ÉDITO - Jean-Marie Gustave Le Clézio a lu à l'antenne un
texte inédit dans lequel l'écrivain prend position pour les migrants. Un
texte extraordinaire à découvrir ici.
Un texte inédit de Jean-Marie Le Clézio
La vérité, c'est que chaque drame de la migration en provenance des
pays pauvres pose la question qui s'est posée jadis aux habitants de
Roquebillière, lorsqu'ils ont offert l'asile à ma mère et à ses enfants :
la question de la responsabilité.
Dans le monde contemporain, l'histoire ne répartit plus les
populations entre factions guerrières. Elle met d'un côté ceux qui, par
le hasard de leur situation géographique, par leur puissance économique
acquise au long des siècles, par leur expériences, connaissent les
bienfaits de la paix et de la prospérité. Et de l'autre, les peuples qui sont en manque de tout, mais surtout de démocratie.
La responsabilité, ce n'est pas une vague notion philosophique, c'est une réalité.
Car les situations que fuient ces déshérités, ce sont les nations riches qui les ont créées.
Par la conquête violente des colonies, puis après l'indépendance, en
soutenant les tyrannies, et enfin aux temps contemporains, en fomentant
des guerres à outrances dans lesquelles la vie des uns ne vaut rien,
quand la vie des autres est un précieux trésor.
Bombardements, frappes ciblées depuis le ciel, blocus économiques,
tous les moyens ont été mis en oeuvre par les nations puissantes pour
vaincre les ennemis qu'elles ont identifiées. Et qu'importe s'il y a des
victimes collatérales, des erreurs de tirs, qu'importe si les
frontières ont été tracées à coups de sabre par la colonisation sans
tenir compte des réalités humaines.
La migration n'est pas, pour ceux qui l'entreprennent, une croisière
en quête d'exotisme, ni même le leurre d'une vie de luxe dans nos
banlieues de Paris ou de Californie. C'est une fuite de gens apeurés, harassés, en danger de mort dans leur propre pays.
Pouvons-nous les ignorer, détourner notre regard ?
Accepter qu'ils soient refoulés comme indésirables, comme si le malheur était un crime et la pauvreté une maladie ?
On entend souvent dire que ces situations sont inextricables,
inévitables. que nous, les nantis, ne pouvons pas accueillir toute la
misère du monde. Qu'il faut bien des frontières pour nous protéger, que
nous sommes sous la menace d'une invasion, comme s'il s'agissait de
hordes barbares montant à l’assaut de nos quartiers, de nos
coffre-forts, de nos vierges.

■ ■ ■

• _Questions_
- a) Recopiez mot pour mot le passage du texte sur les migrants, de "Un texte inédit" jusqu'à "c'est une réalité.".
- b) Répondez à ces questions d'après le texte sur les migrants :
(i) Quel village a offert l'asile à la mère de l'auteur et à ses enfants ?
(ii) D'après le texte, qui a créé les situations que fuient les déshérités ?
(iii) Quelles banlieues sont citées comme lieux d'une prétendue vie de luxe ?
- c) Poursuivez le texte sur les migrants à partir de sa dernière phrase.
Ces données viennent d'une autre source que le texte sur les migrants.

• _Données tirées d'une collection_

■ ■ ■

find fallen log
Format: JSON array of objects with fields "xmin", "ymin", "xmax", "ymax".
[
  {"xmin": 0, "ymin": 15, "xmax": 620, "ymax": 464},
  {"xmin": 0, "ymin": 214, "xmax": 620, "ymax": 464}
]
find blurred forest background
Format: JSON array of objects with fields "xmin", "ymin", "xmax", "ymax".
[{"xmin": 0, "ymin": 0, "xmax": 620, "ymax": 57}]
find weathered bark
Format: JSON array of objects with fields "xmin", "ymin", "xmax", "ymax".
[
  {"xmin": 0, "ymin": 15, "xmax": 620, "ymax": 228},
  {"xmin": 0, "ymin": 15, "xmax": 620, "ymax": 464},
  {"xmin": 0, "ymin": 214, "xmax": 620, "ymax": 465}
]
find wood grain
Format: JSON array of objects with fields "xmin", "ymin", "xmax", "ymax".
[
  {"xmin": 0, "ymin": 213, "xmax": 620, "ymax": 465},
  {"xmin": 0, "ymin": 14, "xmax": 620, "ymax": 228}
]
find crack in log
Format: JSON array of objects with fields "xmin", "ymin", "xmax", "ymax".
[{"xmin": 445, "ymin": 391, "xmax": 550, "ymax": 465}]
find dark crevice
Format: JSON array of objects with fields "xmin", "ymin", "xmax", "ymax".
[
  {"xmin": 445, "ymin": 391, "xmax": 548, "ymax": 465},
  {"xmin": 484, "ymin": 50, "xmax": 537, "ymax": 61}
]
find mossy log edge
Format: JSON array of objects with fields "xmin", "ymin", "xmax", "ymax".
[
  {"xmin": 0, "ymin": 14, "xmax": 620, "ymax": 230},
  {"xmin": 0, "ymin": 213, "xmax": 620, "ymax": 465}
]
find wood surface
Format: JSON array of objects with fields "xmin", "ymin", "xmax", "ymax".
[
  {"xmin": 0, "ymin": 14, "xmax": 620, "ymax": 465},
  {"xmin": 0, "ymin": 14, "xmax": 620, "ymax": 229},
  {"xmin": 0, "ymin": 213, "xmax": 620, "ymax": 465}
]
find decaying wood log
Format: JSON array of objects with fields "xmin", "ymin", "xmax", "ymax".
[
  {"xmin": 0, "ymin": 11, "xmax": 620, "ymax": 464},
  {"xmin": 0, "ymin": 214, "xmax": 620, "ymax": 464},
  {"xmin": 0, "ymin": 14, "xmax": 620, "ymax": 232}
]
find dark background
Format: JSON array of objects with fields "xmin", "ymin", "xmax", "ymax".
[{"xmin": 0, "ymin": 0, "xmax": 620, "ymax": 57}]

■ ■ ■

• _Réponses_
- a)
Un texte inédit de Jean-Marie Le Clézio
La vérité, c'est que chaque drame de la migration en provenance des
pays pauvres pose la question qui s'est posée jadis aux habitants de
Roquebillière, lorsqu'ils ont offert l'asile à ma mère et à ses enfants :
la question de la responsabilité.
Dans le monde contemporain, l'histoire ne répartit plus les
populations entre factions guerrières. Elle met d'un côté ceux qui, par
le hasard de leur situation géographique, par leur puissance économique
acquise au long des siècles, par leur expériences, connaissent les
bienfaits de la paix et de la prospérité. Et de l'autre, les peuples qui sont en manque de tout, mais surtout de démocratie.
La responsabilité, ce n'est pas une vague notion philosophique, c'est une réalité.

- b)
(i) Roquebillière.
(ii) Les nations riches.
(iii) Les banlieues de Paris et de Californie.

- c)
Quand bien même nous ne garderions que l'argument sécuritaire, n'est-il pas évident que nos murs, nos barbelés, nos miradors sont des protections illusoires ?
Si nous ne pouvons accueillir celles et ceux qui en ont besoin, si
nous ne pouvons accéder à leur demande par charité ou par humanisme, ne
pouvons-nous au moins le faire par raison, comme le dit la grande Aïcha
Ech Chenna qui vient en aide aux enfants abandonnés du Maroc : "Donnez, car si vous ne le faites pas, un jour ces enfants viendront vous demander des comptes".
L'histoire récente du monde nous met devant deux principes contradictoires mais non pas irréconciliables.
D'une part, l'espoir que nous avons de créer un jour un lieu commun à
toute l’humanité. Un lieu où régnerait une constitution universelle et
souvenons-nous que la première constitution affirmant l'égalité de tous
les humains, fut écrite non pas en Grèce, ni dans la France des
Lumières, mais en Afrique dans le Royaume du Mali d'avant la conquête.
Et d'autre part, la consolidation des barrières préventives contre guerres, épidémies et révolutions.
Entre ces deux extrêmes, la condition de migrants nous rappelle à une
modestie plus réaliste. Elle nous remet en mémoire l'histoire déjà
ancienne des conflits inégaux entre pays riche et pays sous équipé c'est
le maréchal Mobutu qui, s'adressant aux Etats-Unis proposa une vraie
échelle de valeur établie non pas sur le critère de la puissance
économique ou militaire d'un pays mais sur sa capacité au partage des
richesses et des services afin que soit banni le mot de
"sous-développement" et qu'il soit remplacé par celui de
"sous-équipement".
Nous nous sommes habitués progressivement, depuis les guerres
d'indépendances, à ce que des centaines de milliers d'être humains, en
Afrique, au Proche Orient, en Amérique latine, naissent, vivent et
meurent dans des villes de toiles et de tôles, en marge des pays
prospères. Aujourd’hui avec l’aggravation de ces conflits, et la
sous-alimentation dans les pays déshérités, on découvre que ces gens ne
peuvent plus être confinés. Qu'il traversent forêts, déserts et mers
pour tenter d'échapper à leur fatalité.
Ils frappent à notre porte, ils demandent à être reçus.
Comment pouvons-nous les renvoyer à la mort ?
Dans son beau livre, le docteur Pietro Bartolo cite cette phrase de Martin Luther King, qui n'a jamais sonné aussi vraie : "Nous
avons appris à voler comme des oiseaux et à nager comme des poissons,
mais nous n'avons pas appris l'art tout simple de vivre ensemble comme
des frères"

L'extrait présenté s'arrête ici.